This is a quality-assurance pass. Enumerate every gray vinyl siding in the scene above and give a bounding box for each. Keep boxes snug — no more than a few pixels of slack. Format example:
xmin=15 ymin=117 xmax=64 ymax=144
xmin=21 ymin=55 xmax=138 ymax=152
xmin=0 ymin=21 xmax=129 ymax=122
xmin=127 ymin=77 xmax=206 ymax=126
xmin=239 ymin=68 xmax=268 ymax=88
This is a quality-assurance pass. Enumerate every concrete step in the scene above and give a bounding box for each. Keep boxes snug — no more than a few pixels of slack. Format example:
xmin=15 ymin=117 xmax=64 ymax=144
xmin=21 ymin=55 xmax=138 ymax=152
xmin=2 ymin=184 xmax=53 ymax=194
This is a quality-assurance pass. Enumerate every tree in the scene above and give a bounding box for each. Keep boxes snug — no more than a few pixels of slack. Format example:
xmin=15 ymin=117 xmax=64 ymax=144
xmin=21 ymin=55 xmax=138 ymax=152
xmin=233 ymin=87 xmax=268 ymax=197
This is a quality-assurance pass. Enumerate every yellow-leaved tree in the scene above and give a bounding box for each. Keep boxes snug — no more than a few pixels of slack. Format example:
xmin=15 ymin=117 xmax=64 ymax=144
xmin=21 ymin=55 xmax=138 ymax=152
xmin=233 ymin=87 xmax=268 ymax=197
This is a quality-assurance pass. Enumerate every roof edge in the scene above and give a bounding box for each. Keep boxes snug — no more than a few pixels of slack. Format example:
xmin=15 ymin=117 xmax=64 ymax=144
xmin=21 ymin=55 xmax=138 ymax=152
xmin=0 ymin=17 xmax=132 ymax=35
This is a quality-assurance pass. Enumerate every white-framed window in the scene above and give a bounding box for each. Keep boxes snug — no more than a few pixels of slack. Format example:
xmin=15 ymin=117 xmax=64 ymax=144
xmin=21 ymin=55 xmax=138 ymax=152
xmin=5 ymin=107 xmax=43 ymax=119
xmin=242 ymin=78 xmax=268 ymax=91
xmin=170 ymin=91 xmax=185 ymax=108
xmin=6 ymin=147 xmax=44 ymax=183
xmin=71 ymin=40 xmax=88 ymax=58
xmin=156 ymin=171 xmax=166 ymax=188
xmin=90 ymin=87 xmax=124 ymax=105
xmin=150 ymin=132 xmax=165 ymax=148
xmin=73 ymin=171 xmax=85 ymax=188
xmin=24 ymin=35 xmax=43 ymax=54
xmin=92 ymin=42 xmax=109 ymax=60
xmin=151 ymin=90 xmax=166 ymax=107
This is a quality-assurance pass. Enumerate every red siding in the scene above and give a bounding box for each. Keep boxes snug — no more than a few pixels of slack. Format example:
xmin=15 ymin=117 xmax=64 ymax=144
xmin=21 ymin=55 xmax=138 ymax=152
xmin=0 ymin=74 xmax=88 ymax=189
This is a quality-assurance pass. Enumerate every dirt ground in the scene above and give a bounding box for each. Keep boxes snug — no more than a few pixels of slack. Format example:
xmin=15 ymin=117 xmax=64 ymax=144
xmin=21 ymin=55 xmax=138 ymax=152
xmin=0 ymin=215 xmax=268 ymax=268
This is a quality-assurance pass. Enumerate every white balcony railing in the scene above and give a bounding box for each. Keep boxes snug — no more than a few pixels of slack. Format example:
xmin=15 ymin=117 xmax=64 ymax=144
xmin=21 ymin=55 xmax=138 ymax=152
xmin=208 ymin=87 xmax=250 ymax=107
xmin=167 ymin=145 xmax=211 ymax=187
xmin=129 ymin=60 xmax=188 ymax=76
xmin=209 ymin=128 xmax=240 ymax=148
────────────────────
* _Set exercise_
Copy the rows above word for word, beginning at the line that contains "This is a quality-assurance pass. Enumerate every tree" and ending after the line that contains "xmin=0 ymin=17 xmax=132 ymax=35".

* _Right answer_
This is a quality-assurance pass. Enumerate every tree in the scene above and give a bounding box for each. Keep boxes snug — no more than a few pixels of slack. Format example:
xmin=15 ymin=117 xmax=64 ymax=144
xmin=21 ymin=55 xmax=138 ymax=152
xmin=233 ymin=87 xmax=268 ymax=197
This is a quality-assurance pass. Enumerate every yellow-leaved tree in the scene above and give a bounding box for each. Keep boxes snug — no more than a few pixels of slack. Format example:
xmin=15 ymin=117 xmax=64 ymax=144
xmin=21 ymin=55 xmax=138 ymax=152
xmin=233 ymin=87 xmax=268 ymax=197
This is a quality-assurance pass. Enumerate every roof edge in the scene above and give a bounding box for each. Keep boxes snug — no more than a few pixels of slack. Format example:
xmin=15 ymin=117 xmax=64 ymax=144
xmin=21 ymin=55 xmax=138 ymax=152
xmin=0 ymin=17 xmax=132 ymax=35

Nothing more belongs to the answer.